Can you copy out all the data below, changing every "even-odd rule" to "nonzero winding rule" and leaving everything else as it is?
** start Raw records **
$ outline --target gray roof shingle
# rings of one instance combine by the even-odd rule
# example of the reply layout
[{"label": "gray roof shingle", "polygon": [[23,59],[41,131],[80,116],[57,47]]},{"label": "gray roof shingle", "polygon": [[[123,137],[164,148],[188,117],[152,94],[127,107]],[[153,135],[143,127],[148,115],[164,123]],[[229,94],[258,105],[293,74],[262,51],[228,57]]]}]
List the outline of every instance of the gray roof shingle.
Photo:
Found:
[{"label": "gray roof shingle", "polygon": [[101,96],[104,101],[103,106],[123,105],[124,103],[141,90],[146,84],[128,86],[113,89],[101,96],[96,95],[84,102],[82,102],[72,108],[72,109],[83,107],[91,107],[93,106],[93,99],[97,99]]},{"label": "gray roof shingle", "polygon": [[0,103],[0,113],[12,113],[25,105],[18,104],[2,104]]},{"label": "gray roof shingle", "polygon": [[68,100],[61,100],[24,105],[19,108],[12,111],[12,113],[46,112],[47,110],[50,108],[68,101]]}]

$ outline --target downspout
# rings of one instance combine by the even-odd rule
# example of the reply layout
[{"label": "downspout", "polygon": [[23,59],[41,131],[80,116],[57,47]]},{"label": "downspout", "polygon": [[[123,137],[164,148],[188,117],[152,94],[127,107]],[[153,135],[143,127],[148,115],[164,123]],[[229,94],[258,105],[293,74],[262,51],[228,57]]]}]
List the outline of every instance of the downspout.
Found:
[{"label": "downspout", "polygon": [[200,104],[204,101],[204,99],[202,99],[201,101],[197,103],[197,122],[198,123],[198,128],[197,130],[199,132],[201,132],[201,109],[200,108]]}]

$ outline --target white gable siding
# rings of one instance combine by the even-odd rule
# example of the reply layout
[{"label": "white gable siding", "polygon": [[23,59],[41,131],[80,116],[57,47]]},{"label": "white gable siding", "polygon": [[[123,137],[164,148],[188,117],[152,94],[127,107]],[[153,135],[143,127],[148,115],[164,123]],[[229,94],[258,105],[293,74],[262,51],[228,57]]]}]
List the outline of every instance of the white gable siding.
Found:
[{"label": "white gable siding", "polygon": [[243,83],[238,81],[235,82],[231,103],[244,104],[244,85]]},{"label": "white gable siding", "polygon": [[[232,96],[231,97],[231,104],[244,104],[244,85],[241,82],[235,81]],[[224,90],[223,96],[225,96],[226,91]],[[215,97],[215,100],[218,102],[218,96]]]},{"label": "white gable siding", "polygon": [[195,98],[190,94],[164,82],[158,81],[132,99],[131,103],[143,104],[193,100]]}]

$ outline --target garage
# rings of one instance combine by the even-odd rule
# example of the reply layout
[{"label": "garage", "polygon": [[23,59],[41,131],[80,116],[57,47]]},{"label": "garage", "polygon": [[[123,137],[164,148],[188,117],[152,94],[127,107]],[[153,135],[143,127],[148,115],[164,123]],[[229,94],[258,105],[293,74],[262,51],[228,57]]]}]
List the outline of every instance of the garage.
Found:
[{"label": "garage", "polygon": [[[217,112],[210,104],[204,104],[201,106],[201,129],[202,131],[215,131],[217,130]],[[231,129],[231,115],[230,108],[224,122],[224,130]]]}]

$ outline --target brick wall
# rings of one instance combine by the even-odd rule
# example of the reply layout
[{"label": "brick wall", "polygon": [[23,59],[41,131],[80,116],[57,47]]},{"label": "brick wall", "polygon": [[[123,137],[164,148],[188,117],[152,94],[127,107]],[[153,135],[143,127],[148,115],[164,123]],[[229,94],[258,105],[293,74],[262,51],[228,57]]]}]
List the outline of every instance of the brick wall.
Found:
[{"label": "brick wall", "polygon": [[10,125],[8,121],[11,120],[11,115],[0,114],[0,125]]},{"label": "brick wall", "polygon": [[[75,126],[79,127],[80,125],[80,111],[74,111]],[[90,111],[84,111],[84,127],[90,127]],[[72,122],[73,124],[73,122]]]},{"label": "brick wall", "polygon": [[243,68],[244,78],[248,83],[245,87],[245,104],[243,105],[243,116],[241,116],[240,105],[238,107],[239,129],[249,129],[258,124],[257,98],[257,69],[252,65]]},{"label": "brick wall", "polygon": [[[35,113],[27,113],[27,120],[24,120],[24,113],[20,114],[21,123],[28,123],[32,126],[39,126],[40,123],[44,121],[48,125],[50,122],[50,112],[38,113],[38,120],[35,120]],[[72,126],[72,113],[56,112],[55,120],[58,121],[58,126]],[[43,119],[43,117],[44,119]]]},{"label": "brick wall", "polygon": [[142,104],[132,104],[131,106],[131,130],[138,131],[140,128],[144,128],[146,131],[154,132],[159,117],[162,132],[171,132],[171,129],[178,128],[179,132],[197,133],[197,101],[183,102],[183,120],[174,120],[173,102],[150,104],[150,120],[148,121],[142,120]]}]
** end Raw records **
• **Expected output**
$ outline --target gray roof shingle
# rings of one instance combine by the nonzero winding rule
# example of the reply layout
[{"label": "gray roof shingle", "polygon": [[23,59],[41,131],[80,116],[57,47]]},{"label": "gray roof shingle", "polygon": [[[123,137],[164,148],[188,117],[152,94],[127,107]],[[153,135],[143,127],[148,115],[164,123]],[[229,94],[258,105],[293,74],[262,51],[228,57]]]}]
List the outline of every instance of the gray roof shingle.
Photo:
Found:
[{"label": "gray roof shingle", "polygon": [[101,96],[104,101],[103,106],[123,105],[124,103],[141,90],[146,84],[128,86],[113,89],[101,96],[96,95],[84,102],[82,102],[72,108],[72,109],[83,107],[91,107],[93,106],[93,99],[97,99]]},{"label": "gray roof shingle", "polygon": [[0,103],[0,113],[12,113],[25,105],[18,104],[2,104]]},{"label": "gray roof shingle", "polygon": [[68,100],[61,100],[24,105],[19,108],[12,111],[12,113],[46,112],[47,110],[50,108],[68,101]]}]

$ outline --target downspout
# rings of one instance combine by the nonzero winding rule
# example of the reply layout
[{"label": "downspout", "polygon": [[23,59],[41,131],[80,116],[57,47]]},{"label": "downspout", "polygon": [[[123,137],[164,148],[188,117],[152,94],[127,107]],[[153,135],[143,127],[148,115],[164,123]],[[229,94],[258,105],[293,74],[262,51],[228,57]]]}]
List the outline of every instance of the downspout.
Found:
[{"label": "downspout", "polygon": [[200,104],[204,101],[204,99],[202,99],[201,101],[197,103],[197,122],[198,123],[198,128],[197,130],[199,132],[201,132],[201,109],[200,108]]}]

$ outline --target white gable siding
# rings of one instance combine by the nonzero winding rule
# example of the reply layout
[{"label": "white gable siding", "polygon": [[23,59],[41,131],[80,116],[57,47]]},{"label": "white gable siding", "polygon": [[[123,137],[164,148],[188,117],[152,94],[127,107]],[[153,135],[143,127],[148,115],[164,123]],[[229,94],[258,105],[293,74],[262,51],[228,57]]]}]
List the outline of every instance of the white gable siding.
Found:
[{"label": "white gable siding", "polygon": [[243,83],[238,81],[235,82],[231,103],[244,104],[244,85]]},{"label": "white gable siding", "polygon": [[[232,96],[231,97],[231,104],[244,104],[244,85],[241,82],[235,81]],[[224,90],[223,96],[225,96],[226,91]],[[215,97],[215,100],[218,102],[218,96]]]},{"label": "white gable siding", "polygon": [[195,98],[190,94],[164,82],[158,81],[132,99],[131,103],[143,104],[193,100]]}]

$ outline --target garage
# rings of one instance combine by the nonzero winding rule
# example of the reply layout
[{"label": "garage", "polygon": [[23,59],[41,131],[80,116],[57,47]]},{"label": "garage", "polygon": [[[123,137],[164,148],[188,117],[152,94],[127,107]],[[153,135],[143,127],[148,115],[164,123]],[[229,94],[258,105],[293,74],[262,51],[228,57]]]}]
List the outline of every instance of the garage.
Found:
[{"label": "garage", "polygon": [[[217,112],[210,104],[204,104],[201,106],[201,129],[202,131],[215,131],[217,130]],[[231,129],[231,115],[230,108],[224,122],[224,130]]]}]

$ outline --target brick wall
# rings of one instance combine by the nonzero winding rule
# example of the reply layout
[{"label": "brick wall", "polygon": [[23,59],[41,131],[80,116],[57,47]]},{"label": "brick wall", "polygon": [[[123,137],[164,148],[188,117],[152,94],[127,107]],[[153,135],[143,127],[148,115],[164,123]],[[229,94],[258,105],[293,74],[262,51],[228,57]]]}]
List the outline of every instance of the brick wall.
Found:
[{"label": "brick wall", "polygon": [[10,125],[8,121],[11,120],[11,115],[0,114],[0,125]]},{"label": "brick wall", "polygon": [[[75,126],[79,127],[80,125],[80,111],[74,111]],[[90,111],[84,111],[84,127],[90,127]],[[72,122],[73,124],[73,122]]]},{"label": "brick wall", "polygon": [[243,68],[244,78],[248,83],[245,87],[245,104],[243,105],[243,116],[241,116],[240,105],[238,107],[239,129],[249,129],[258,124],[257,98],[257,69],[252,65]]},{"label": "brick wall", "polygon": [[[35,113],[27,113],[27,120],[24,120],[24,113],[20,114],[21,123],[28,123],[32,126],[39,126],[40,123],[44,121],[48,125],[50,122],[50,112],[38,113],[38,120],[35,120]],[[72,126],[72,113],[56,112],[55,120],[58,121],[58,126]],[[43,119],[43,117],[44,119]]]},{"label": "brick wall", "polygon": [[142,104],[132,104],[131,106],[131,130],[138,131],[140,128],[144,128],[146,131],[154,132],[159,117],[162,132],[171,132],[171,129],[178,128],[179,132],[197,133],[197,101],[183,102],[183,120],[174,120],[173,102],[150,104],[150,120],[148,121],[142,120]]}]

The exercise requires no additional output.